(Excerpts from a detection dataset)
━━━━━━━━━━━━━━━━━━━━

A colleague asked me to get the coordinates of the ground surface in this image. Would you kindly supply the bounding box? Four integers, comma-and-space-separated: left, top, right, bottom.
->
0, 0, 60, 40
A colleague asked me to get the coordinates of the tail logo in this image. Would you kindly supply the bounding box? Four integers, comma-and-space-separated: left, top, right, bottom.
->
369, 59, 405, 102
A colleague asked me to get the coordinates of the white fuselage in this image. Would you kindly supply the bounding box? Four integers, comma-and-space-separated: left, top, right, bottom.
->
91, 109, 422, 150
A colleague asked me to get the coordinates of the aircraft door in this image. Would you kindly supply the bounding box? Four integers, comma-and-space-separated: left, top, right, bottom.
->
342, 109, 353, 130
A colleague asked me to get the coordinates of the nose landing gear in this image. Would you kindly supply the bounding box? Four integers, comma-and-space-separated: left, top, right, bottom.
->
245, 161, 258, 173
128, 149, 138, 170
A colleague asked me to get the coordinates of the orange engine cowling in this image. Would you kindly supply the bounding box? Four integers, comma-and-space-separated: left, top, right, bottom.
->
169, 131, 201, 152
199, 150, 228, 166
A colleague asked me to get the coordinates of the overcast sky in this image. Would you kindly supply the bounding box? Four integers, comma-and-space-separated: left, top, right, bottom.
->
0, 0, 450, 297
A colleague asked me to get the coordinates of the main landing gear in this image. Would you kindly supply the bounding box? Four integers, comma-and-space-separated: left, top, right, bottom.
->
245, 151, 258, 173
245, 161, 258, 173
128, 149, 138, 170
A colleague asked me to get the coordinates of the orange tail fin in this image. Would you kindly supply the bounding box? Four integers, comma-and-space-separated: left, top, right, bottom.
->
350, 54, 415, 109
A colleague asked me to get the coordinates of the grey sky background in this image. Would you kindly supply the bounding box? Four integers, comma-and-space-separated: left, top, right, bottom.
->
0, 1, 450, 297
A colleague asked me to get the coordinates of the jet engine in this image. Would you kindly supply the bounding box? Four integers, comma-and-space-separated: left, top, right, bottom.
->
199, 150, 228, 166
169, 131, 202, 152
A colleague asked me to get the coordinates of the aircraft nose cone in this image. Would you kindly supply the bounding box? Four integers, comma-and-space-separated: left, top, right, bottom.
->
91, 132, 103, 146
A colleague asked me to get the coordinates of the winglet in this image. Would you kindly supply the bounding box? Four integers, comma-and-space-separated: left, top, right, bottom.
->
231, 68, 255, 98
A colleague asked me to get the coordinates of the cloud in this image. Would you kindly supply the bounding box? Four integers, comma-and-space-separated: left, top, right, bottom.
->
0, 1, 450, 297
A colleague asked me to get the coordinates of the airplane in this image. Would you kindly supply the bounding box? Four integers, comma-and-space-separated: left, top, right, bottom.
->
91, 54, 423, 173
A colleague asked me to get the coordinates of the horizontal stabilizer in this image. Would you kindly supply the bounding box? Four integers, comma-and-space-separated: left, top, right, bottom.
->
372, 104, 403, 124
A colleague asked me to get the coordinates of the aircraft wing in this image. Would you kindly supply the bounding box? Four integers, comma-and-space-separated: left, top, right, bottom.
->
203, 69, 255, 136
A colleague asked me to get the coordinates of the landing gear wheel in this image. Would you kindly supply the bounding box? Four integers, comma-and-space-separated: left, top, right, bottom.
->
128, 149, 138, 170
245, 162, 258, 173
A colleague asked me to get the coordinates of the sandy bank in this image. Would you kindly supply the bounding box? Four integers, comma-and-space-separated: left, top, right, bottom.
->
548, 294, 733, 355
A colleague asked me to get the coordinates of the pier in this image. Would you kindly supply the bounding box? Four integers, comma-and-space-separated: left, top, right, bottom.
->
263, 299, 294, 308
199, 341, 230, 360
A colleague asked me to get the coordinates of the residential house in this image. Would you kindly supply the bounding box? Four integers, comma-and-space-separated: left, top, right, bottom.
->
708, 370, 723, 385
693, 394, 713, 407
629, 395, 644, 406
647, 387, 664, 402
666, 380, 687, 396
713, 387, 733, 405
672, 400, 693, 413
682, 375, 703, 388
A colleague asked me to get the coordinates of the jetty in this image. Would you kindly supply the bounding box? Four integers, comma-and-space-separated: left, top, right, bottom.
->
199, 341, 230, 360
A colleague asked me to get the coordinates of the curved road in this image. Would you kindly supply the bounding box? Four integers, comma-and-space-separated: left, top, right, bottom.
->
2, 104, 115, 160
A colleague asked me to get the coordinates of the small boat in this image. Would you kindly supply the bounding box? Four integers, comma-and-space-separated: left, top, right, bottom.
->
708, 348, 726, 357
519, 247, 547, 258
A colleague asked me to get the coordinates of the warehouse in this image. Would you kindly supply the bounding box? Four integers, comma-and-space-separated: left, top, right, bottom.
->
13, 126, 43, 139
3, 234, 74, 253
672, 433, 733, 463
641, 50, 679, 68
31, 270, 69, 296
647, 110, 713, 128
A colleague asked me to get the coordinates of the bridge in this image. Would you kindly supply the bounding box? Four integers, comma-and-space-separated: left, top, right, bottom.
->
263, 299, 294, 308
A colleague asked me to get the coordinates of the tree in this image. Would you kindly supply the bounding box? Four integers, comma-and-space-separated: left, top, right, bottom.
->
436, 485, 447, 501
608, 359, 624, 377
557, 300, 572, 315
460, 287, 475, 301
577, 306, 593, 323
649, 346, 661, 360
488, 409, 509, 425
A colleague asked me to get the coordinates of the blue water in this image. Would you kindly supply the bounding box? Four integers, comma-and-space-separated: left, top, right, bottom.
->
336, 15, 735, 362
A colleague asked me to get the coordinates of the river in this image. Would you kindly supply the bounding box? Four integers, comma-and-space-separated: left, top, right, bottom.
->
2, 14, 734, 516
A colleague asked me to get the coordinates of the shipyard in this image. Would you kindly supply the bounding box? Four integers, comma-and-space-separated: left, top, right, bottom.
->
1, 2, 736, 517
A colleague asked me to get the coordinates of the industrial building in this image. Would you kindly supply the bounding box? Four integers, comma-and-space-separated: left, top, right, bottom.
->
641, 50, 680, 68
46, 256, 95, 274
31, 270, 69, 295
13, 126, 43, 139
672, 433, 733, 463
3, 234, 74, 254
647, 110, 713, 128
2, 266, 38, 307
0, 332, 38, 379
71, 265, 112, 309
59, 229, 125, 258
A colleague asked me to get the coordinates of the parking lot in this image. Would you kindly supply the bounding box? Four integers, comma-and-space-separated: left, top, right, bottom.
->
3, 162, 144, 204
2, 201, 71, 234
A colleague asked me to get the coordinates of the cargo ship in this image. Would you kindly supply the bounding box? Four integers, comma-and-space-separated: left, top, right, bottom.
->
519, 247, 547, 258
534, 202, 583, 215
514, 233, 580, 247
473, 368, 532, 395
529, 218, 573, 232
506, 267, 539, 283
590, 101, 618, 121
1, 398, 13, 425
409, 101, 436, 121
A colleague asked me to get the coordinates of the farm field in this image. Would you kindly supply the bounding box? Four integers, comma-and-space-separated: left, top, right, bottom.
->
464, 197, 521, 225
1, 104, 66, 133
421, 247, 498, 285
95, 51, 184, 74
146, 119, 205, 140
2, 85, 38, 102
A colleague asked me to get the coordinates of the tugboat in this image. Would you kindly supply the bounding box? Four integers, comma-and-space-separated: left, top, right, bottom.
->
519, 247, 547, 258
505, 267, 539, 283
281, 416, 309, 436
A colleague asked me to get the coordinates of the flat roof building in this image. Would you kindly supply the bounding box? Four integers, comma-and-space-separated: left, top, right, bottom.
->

━━━━━━━━━━━━━━━━━━━━

AIM OF THE TASK ::
Swap "colleague" for "coworker" throughout the material and reproduce every line with no other change.

RESULT ::
A coworker asked me to get the coordinates of the ground surface in this image. Would you kindly supply the bounding box? Four integers, comma-and-space-separated: left, top, right, bottom.
->
0, 0, 60, 40
A coworker asked me to get the coordinates of the tail logo in this image. Would you kindly supply the bounding box? Four integers, comma-and-space-separated: left, top, right, bottom.
->
369, 59, 405, 102
A coworker asked me to get the coordinates of the white fuselage in this image. Would you kindly supply the bounding box? Four integers, comma-and-space-separated: left, top, right, bottom.
->
91, 109, 422, 150
A coworker asked me to get the coordinates of the aircraft door in this image. Would you kindly supply the bounding box? Four integers, comma-and-space-separated: left, top, right, bottom.
->
342, 109, 353, 130
A coworker asked me to get the coordinates of the nose landing gear in this image. Would you kindly supply the bounding box? Four integers, comma-and-space-separated: left, top, right, bottom.
->
245, 161, 258, 173
128, 149, 138, 170
A coworker asked me to get the coordinates of the orange engine cowling in this image. Would you kindly supply the bounding box? Four integers, comma-and-space-separated: left, top, right, bottom.
->
169, 131, 201, 152
199, 150, 228, 166
A coworker asked me to get the coordinates of the overcast sky in this image. Would you kindly supply the bounding box? Four integers, comma-and-space-separated: left, top, right, bottom.
->
0, 0, 450, 297
A coworker asked me to get the coordinates of the main landing gear in this image. Would you kindly supply the bounding box? Four integers, comma-and-space-separated: left, top, right, bottom.
->
245, 151, 258, 173
245, 161, 258, 173
128, 149, 138, 170
A coworker asked me to get the coordinates of the orange tail fin in this image. Would you kindly supply the bounding box? Four integers, comma-and-space-separated: left, top, right, bottom.
->
350, 54, 415, 109
A coworker asked me to get the coordinates of the grey sky background in this image. Would you kindly supply the bounding box? Four integers, comma-and-space-separated: left, top, right, bottom.
->
0, 1, 450, 297
A coworker asked me to get the coordinates of the jet engine in this image. Would you kindly supply the bounding box? Four integers, comma-and-space-separated: left, top, right, bottom.
->
199, 150, 228, 166
169, 131, 202, 152
A coworker asked me to get the coordinates of the aircraft nose cone in this image. Would you kindly supply the bounding box? Four integers, comma-and-space-separated: left, top, right, bottom.
->
91, 132, 103, 146
A coworker asked me to get the coordinates of the winglet in this image. Would you kindly supply the bounding box? Four integers, comma-and-space-separated: left, top, right, bottom.
->
231, 68, 255, 98
A coworker asked me to get the coordinates of the cloud in this image. Would you kindly supply the bounding box? Four integers, comma-and-space-separated: left, top, right, bottom.
->
0, 1, 450, 297
A coworker asked me to get the coordinates of the airplane in this image. Would you kindly supply the bounding box? Four integers, comma-and-space-separated: left, top, right, bottom.
->
91, 54, 423, 173
A coworker asked me to get the coordinates of the horizontal stabilizer in this image. Would you kindly supply the bounding box? Four integers, comma-and-space-separated: left, top, right, bottom.
->
372, 104, 403, 124
A coworker asked me to get the coordinates of the aircraft wing in this image. Would you kindly supply the bounding box? Four integers, comma-and-space-separated: left, top, right, bottom.
->
203, 69, 255, 136
A coworker asked me to get the coordinates of the landing gear wheel in this image. Would you kindly supply the bounding box? Four integers, comma-and-space-separated: left, top, right, bottom.
->
128, 149, 138, 170
245, 162, 258, 173
A coworker asked me to get the coordinates of the sandy bank in this image. Would you kindly supply the bounding box? Four integers, comma-and-space-separated: left, top, right, bottom.
->
548, 294, 733, 355
A coworker asked me to get the coordinates of the pier in this image. Would you kindly supply the bounding box? Four integers, comma-and-space-separated: left, top, right, bottom.
->
263, 299, 294, 308
199, 341, 230, 360
A coworker asked me to get the coordinates of the residential house in this image. Would you kindly supply the bounding box? Four integers, comma-and-space-separated: left, top, right, bottom.
->
708, 370, 723, 385
693, 394, 713, 407
629, 395, 644, 406
647, 387, 664, 402
666, 380, 687, 396
713, 387, 733, 405
672, 400, 693, 413
682, 375, 703, 388
A coworker asked me to get the coordinates of the jetty in this image. Would you kindly supply the bounding box? Four integers, comma-and-space-separated: left, top, right, bottom.
->
199, 341, 230, 360
A coworker asked me to get the coordinates of the curved road in this image. Would you kindly supply the bounding box? Four integers, comma-and-space-separated: left, top, right, bottom.
->
2, 104, 115, 160
A coworker asked me to get the coordinates of the small boat in this image. Would you kindly supply the bounding box? Four integers, comma-and-space-separated: left, top, right, bottom.
->
708, 348, 726, 357
519, 247, 547, 258
A coworker asked me to get the coordinates of the warehouse in this image. Would you kindly supply the bounding box? Four integers, comma-and-space-separated: left, top, right, bottom.
->
13, 126, 43, 139
3, 234, 74, 253
672, 433, 733, 463
641, 50, 679, 68
31, 270, 69, 296
647, 110, 713, 128
A coworker asked me to get the coordinates of the bridge in this image. Would you kindly supply the bounding box? Four integers, comma-and-space-separated: left, top, right, bottom.
->
263, 299, 294, 308
A coworker asked me to get the coordinates of the tree in this image. Would you kindly supply the bounding box? Four integers, comma-and-space-separated: left, top, right, bottom.
->
436, 485, 447, 501
608, 359, 624, 377
557, 300, 572, 315
460, 287, 475, 301
577, 306, 593, 323
649, 346, 661, 360
488, 409, 509, 425
A coworker asked me to get the coordinates of the blue water in this image. Would you kindly supply the bounding box? Four integers, comma-and-space-separated: left, top, right, bottom.
->
336, 15, 735, 362
A coworker asked me to get the coordinates of the river in this image. Would you kindly supply the bounding box? Four integers, comma-and-space-separated: left, top, right, bottom.
->
2, 14, 734, 516
A coworker asked me to get the coordinates of the shipyard in this image. Would you kindly supply the bounding box? Four integers, comma-and-space-separated: left, top, right, bottom.
->
1, 2, 736, 517
A coworker asked me to get the coordinates of the industrial building in this image. Would you kindly supply the bounding box? Four integers, comma-and-space-separated: left, top, right, bottom.
->
641, 50, 680, 68
46, 256, 95, 274
31, 270, 69, 295
13, 126, 43, 139
672, 433, 733, 463
3, 234, 74, 254
647, 110, 713, 128
2, 266, 38, 307
0, 332, 38, 379
71, 265, 112, 309
59, 229, 125, 258
A coworker asked me to get the coordinates of the parking lot in this image. Would you kindly supply the bounding box? Four integers, comma-and-space-separated: left, top, right, bottom.
->
3, 162, 144, 204
2, 201, 71, 234
A coworker asked me to get the coordinates of the cargo ship in this image. Would you kindly supply the bounding box? Four integers, comma-and-space-separated: left, top, right, bottom.
->
519, 247, 547, 258
534, 202, 583, 215
514, 233, 580, 247
473, 368, 532, 395
529, 218, 573, 232
506, 267, 539, 283
590, 101, 618, 121
1, 398, 13, 425
409, 101, 436, 121
A coworker asked me to get the coordinates of the farm field in this image. Would you kindly supply the bounding box? Four integers, comma-and-space-separated: left, top, right, bottom.
->
464, 197, 521, 225
1, 104, 66, 133
421, 247, 498, 285
95, 51, 184, 74
146, 119, 205, 140
2, 85, 38, 102
A coworker asked me to get the coordinates of the tugboat in this image. Would you kindly supply the bounding box? Four integers, comma-and-space-separated: left, top, right, bottom.
->
519, 247, 547, 258
505, 267, 539, 283
281, 416, 309, 436
A coworker asked me to get the coordinates of the flat roof building in this image. Would you kindly supply the bounding box? Four integers, comma-and-space-separated: left, top, right, bottom.
->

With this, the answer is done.